- [Objective] Edit the listing from its start through the line containing "point(468, 287)", inclusive, and give those lines with "Target" changed to "Label" and nothing else altered.

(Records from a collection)

::::::::::

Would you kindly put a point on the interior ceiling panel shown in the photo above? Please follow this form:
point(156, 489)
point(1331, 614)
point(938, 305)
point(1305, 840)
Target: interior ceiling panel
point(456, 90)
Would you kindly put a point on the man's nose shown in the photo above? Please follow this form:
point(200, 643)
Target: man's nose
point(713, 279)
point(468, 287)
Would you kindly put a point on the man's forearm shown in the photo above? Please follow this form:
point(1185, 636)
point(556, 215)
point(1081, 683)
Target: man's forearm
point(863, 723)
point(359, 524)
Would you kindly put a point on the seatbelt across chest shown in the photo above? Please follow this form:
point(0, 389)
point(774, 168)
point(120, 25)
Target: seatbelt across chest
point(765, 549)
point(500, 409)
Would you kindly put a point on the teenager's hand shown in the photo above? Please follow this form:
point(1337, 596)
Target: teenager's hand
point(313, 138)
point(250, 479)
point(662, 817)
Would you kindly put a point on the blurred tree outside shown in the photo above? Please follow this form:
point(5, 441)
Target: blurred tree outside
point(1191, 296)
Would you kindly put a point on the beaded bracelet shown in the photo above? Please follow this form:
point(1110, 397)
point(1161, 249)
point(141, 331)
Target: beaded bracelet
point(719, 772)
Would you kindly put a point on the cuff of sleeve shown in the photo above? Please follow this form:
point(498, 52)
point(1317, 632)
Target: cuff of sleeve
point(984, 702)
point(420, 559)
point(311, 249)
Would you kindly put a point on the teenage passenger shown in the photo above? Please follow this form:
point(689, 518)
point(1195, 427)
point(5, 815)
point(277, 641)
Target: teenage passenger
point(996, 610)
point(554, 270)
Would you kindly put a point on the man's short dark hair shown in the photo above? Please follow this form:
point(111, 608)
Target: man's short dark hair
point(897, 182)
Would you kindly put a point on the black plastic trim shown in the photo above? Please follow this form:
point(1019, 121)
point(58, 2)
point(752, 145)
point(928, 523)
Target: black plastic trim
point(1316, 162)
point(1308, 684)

::::::::::

- [Solution]
Would you kindly put a point on the interior ceiling panel shown in the photo above? Please follow this form:
point(156, 489)
point(1331, 614)
point(938, 305)
point(1305, 840)
Label: interior ceiling panel
point(456, 90)
Would you kindly put a point on the man's nose shown in the photo above? Please follow this form:
point(200, 643)
Label: man's nose
point(713, 279)
point(468, 287)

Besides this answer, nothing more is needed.